Saved data entries:
[Start of section]
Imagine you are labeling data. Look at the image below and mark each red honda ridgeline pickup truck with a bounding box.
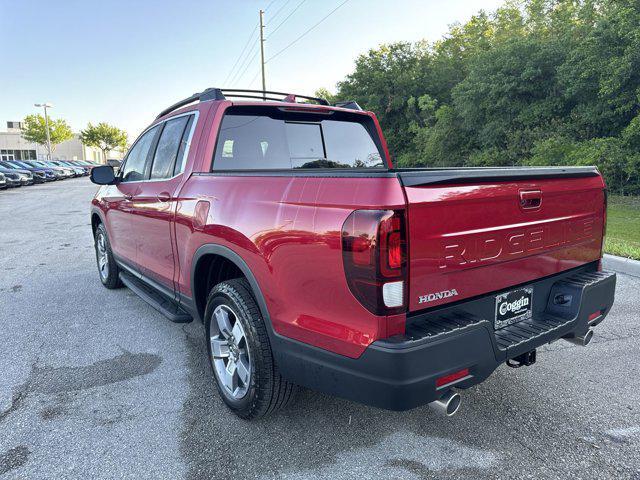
[90,88,616,419]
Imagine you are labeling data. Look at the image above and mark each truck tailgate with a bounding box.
[398,168,606,312]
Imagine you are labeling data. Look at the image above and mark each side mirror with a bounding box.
[90,165,116,185]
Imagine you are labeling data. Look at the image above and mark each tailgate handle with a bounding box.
[519,190,542,210]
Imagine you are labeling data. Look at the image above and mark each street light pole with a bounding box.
[34,103,53,160]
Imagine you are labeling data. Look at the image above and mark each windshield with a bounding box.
[12,161,32,169]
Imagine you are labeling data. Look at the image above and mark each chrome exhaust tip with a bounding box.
[429,390,461,417]
[565,328,594,347]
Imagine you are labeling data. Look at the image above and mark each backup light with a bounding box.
[382,281,404,308]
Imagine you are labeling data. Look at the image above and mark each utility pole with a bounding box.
[35,102,53,160]
[259,9,266,99]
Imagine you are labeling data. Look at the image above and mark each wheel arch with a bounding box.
[90,209,106,235]
[190,244,273,333]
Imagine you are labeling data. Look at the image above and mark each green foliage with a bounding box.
[329,0,640,195]
[314,88,337,104]
[80,123,128,163]
[21,114,73,150]
[606,196,640,260]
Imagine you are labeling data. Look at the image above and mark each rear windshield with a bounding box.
[212,107,385,170]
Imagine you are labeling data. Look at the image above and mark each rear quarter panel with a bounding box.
[175,174,406,358]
[End of section]
Print each record exactly as it stands, leaving the images out.

◆ WRITTEN ANSWER ◆
Imagine you are labeling data. Look at the image below and mark each red honda ridgeline pickup truck with a bounding box.
[90,88,616,419]
Imagine you are labeling data. Look at the image above and mark each truck tailgate with a bounding box.
[398,168,606,312]
Imagine you are labeling data. Look at the image above and mark each side mirror with a bounding box.
[90,165,116,185]
Imagine you are labeling data. Look at the image above and mark each tailgate handle with a bounding box.
[519,190,542,210]
Imagine you are labeling data. Look at the image above and mark each street light pole with a bounding box.
[34,103,53,160]
Imagine you are labeling data. Look at the image above and mark each windshield with a bounding box.
[12,161,32,169]
Imagine you are labeling data. Look at the image above and mark each chrome exhaust tip with a bounding box.
[429,390,461,417]
[565,328,594,347]
Imagine you are labeling data. Look at the image above and mark each backup light with a bounding box.
[382,281,404,308]
Imagine you are labeling data. Look at the image above and mark each utility pole with a bounding box.
[35,102,53,160]
[259,9,266,99]
Imagine you are labeling data. Look at the image above and mark each wheel arch with a bounding box.
[90,209,106,235]
[190,244,273,333]
Imagine you are labeling data. Look at the image above and mark each green foliage with a bounding box.
[329,0,640,195]
[314,88,337,104]
[80,123,128,163]
[21,114,73,150]
[606,196,640,260]
Imagine you are labeling data. Look at the image above and mark each rear windshield with a bounding box.
[212,107,385,170]
Imagine you are labeling data. Look at the image above and mark each rear quarter panel with a bounding box.
[175,174,406,358]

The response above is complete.